Directions -
A – For each statement about the OpenCV parallel_for_ post below, answer yes or no and quote the words from the post that decide it: (i) The array of 100 integers is split into parts of 10 each. (ii) The parallel_for_ operation ran faster than the normal operation. (iii) The parallel_for_ multiplication took 0.003 seconds.
B – In the OpenCV parallel_for_ post below, how long did the parallel_for_ operation take for summation?
C – From the OpenCV parallel_for_ post below, set down the part that opens with the words containing "I tested parallel_for_" and closes with "cycles) for multiplication.", changing nothing.

Quoted text -

"""

Testing parallel_for_ performance in OpenCV

Question

I tested parallel_for_ in OpenCV by comparing with the normal operation for just simple array summation and multiplication.

I have array of 100 integers and split into 10 each and run using parallel_for_.

Then I also have normal 0 to 99 operation for summation and multiuplication.

Then I measured the elapsed time and normal operation is faster than parallel_for_ operation.

My CPU is Intel(R) Core(TM) i7-2600 Quard Core CPU. parallel_for_ operation took 0.002sec (took 2 clock cycles) for summation and 0.003sec (took 3 clock cycles) for multiplication.

But normal operation took 0.0000sec (less than one click cycle) for both summation and multiplication. What am I missing? My code is as follow.

TEST Class

#include <opencv2\core\internal.hpp>
#include <opencv2\core\core.hpp>
#include <tbb	bb.h>
using namespace tbb;
using namespace cv;

template <class type>
class Parallel_clipBufferValues:public cv::ParallelLoopBody
{
   private:
       type *buffertoClip;
       type maxSegment;

       char typeOperation;//m = mul, s = summation
       static double total;
   public:
       Parallel_clipBufferValues(){ParallelLoopBody::ParallelLoopBody();};
       Parallel_clipBufferValues(type *buffertoprocess, const type max, const char op): buffertoClip(buffertoprocess), maxSegment(max), typeOperation(op){ 
           if(typeOperation == 's')
                total = 0; 
           else if(typeOperation == 'm')
                total = 1; 
       }
       ~Parallel_clipBufferValues(){ParallelLoopBody::~ParallelLoopBody();};

       virtual void operator()(const cv::Range &r) const{
           double tot = 0;        
           type *inputOutputBufferPTR = buffertoClip+(r.start*maxSegment);
           for(int i = 0; i < 10; ++i)
           {
               if(typeOperation == 's')
                  total += *(inputOutputBufferPTR+i);
               else if(typeOperation == 'm')
                  total *= *(inputOutputBufferPTR+i);
           }

       }

       static double getTotal(){return total;}

       void normalOperation(){
           //int iteration = sizeof(buffertoClip)/sizeof(type);
           if(typeOperation == 'm')
           {
               for(int i = 0; i < 100; ++i)
               {
                  total *= buffertoClip[i];
               }
           }
           else if(typeOperation == 's')
           {
               for(int i = 0; i < 100; ++i)
               {
                  total += buffertoClip[i];
               }
           }
       }

};

MAIN

    #include "stdafx.h"
    #include "TestClass.h"
    #include <ctime>

    double Parallel_clipBufferValues<int>::total;
    int _tmain(int argc, _TCHAR* argv[])

"""

Provided material -
"""

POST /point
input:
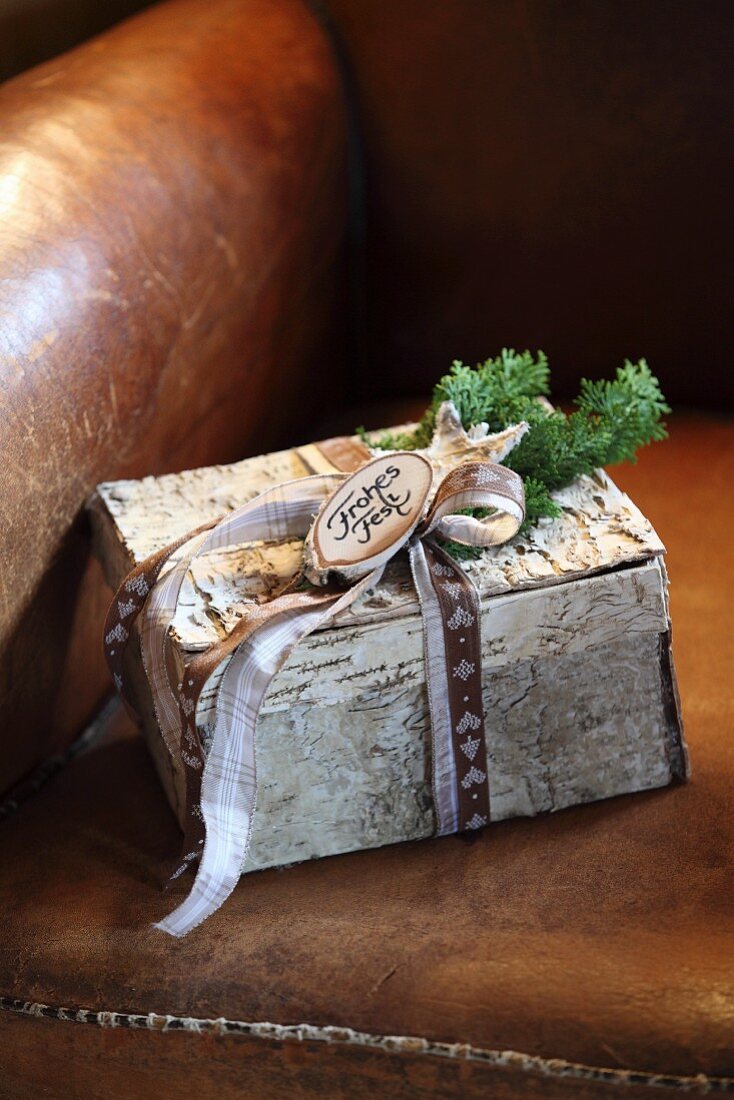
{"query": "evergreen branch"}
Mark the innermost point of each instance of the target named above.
(612, 420)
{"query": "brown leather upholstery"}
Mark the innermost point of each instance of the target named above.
(602, 935)
(172, 209)
(552, 175)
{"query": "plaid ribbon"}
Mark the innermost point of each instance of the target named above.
(221, 783)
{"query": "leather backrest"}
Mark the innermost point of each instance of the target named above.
(172, 216)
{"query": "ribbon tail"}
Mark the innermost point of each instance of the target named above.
(229, 785)
(451, 615)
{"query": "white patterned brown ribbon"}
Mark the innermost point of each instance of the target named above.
(221, 782)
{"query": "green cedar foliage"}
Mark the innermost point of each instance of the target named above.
(612, 419)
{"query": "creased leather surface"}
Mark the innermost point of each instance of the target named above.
(546, 175)
(603, 934)
(172, 201)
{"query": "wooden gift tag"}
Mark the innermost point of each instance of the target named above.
(369, 517)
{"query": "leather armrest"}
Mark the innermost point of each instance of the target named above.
(172, 212)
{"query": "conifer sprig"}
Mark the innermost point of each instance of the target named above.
(612, 419)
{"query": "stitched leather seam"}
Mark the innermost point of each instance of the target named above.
(387, 1044)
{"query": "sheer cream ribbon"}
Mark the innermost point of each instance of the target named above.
(221, 781)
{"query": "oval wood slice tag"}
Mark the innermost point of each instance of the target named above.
(369, 517)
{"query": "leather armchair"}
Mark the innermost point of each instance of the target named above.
(178, 265)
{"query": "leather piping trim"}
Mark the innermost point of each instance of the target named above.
(37, 779)
(387, 1044)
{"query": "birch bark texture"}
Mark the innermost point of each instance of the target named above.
(579, 686)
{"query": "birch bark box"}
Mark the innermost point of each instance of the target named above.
(578, 685)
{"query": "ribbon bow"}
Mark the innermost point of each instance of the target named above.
(373, 525)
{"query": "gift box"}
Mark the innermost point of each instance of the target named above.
(577, 683)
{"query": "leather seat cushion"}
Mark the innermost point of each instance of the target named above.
(602, 935)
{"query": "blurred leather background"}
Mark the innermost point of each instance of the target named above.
(233, 224)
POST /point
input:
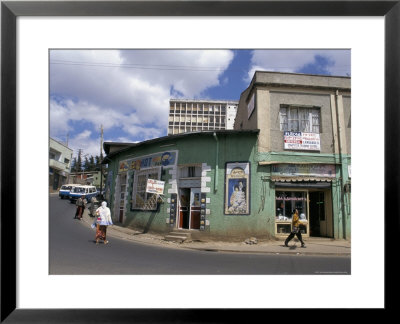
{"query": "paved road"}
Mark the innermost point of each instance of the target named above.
(72, 251)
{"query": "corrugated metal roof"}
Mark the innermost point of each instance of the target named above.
(125, 146)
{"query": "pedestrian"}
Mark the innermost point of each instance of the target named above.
(103, 220)
(295, 229)
(80, 207)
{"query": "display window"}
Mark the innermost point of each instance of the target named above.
(285, 204)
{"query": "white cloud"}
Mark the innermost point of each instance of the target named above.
(127, 90)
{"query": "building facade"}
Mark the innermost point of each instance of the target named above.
(207, 184)
(290, 149)
(60, 157)
(304, 148)
(200, 115)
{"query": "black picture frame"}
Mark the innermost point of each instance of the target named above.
(10, 10)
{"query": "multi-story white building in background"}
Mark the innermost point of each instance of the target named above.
(60, 157)
(200, 115)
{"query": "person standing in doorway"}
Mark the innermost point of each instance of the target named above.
(103, 220)
(295, 229)
(80, 207)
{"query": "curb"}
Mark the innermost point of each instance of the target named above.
(115, 231)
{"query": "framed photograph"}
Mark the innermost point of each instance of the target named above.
(39, 297)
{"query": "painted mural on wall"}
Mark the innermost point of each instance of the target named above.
(108, 184)
(237, 188)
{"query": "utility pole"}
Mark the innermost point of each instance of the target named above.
(101, 161)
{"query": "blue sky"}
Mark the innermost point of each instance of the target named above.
(128, 91)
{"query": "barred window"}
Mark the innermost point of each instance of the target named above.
(299, 119)
(140, 198)
(190, 172)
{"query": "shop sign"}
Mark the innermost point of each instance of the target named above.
(150, 161)
(301, 141)
(155, 186)
(308, 170)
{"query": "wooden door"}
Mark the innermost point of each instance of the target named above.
(195, 208)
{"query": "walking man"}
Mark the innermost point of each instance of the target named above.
(295, 229)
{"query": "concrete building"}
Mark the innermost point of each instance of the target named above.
(304, 147)
(60, 157)
(200, 115)
(290, 149)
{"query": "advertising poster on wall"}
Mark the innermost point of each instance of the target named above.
(155, 186)
(301, 141)
(237, 189)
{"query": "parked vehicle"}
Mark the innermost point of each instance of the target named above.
(65, 190)
(82, 190)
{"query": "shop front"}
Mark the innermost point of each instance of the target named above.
(307, 188)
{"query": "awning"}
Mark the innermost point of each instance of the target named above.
(301, 179)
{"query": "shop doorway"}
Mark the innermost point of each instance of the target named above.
(320, 222)
(189, 208)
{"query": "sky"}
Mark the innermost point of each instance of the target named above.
(127, 92)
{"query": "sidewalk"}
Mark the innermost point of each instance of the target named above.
(314, 246)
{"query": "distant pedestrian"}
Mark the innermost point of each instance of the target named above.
(80, 207)
(103, 220)
(295, 229)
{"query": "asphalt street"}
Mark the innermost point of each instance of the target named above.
(73, 251)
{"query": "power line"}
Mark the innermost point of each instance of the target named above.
(174, 67)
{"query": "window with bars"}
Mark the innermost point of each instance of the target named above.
(140, 198)
(190, 172)
(300, 119)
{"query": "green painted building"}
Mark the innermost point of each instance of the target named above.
(290, 149)
(206, 179)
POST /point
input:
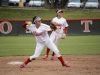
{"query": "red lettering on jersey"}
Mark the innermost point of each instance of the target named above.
(2, 27)
(86, 25)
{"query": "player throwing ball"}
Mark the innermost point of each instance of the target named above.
(40, 31)
(59, 33)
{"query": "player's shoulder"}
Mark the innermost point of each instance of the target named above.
(54, 18)
(44, 25)
(63, 18)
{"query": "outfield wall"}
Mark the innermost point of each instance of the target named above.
(76, 27)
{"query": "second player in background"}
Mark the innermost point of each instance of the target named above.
(56, 36)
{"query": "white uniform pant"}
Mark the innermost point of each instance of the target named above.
(41, 45)
(56, 37)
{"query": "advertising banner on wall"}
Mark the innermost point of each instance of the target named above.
(76, 27)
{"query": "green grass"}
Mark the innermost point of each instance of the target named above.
(29, 13)
(25, 45)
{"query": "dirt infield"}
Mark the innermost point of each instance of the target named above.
(80, 65)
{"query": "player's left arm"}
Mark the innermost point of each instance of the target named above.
(66, 30)
(66, 27)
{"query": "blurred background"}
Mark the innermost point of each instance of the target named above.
(52, 4)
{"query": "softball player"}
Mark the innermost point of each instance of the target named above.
(40, 31)
(56, 36)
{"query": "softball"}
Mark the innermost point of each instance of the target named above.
(29, 23)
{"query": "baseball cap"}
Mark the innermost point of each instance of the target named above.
(58, 11)
(37, 19)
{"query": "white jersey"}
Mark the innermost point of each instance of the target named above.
(41, 32)
(62, 24)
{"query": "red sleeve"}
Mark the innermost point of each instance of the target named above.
(65, 30)
(24, 25)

"""

Answers to each task -
A –
(i) Yes: "I have array of 100 integers and split into 10 each"
(ii) No: "normal operation is faster than parallel_for_ operation"
(iii) Yes: "0.003sec (took 3 clock cycles) for multiplication"

B – It took 0.002 seconds (2 clock cycles).

C –
I tested parallel_for_ in OpenCV by comparing with the normal operation for just simple array summation and multiplication.

I have array of 100 integers and split into 10 each and run using parallel_for_.

Then I also have normal 0 to 99 operation for summation and multiuplication.

Then I measured the elapsed time and normal operation is faster than parallel_for_ operation.

My CPU is Intel(R) Core(TM) i7-2600 Quard Core CPU. parallel_for_ operation took 0.002sec (took 2 clock cycles) for summation and 0.003sec (took 3 clock cycles) for multiplication.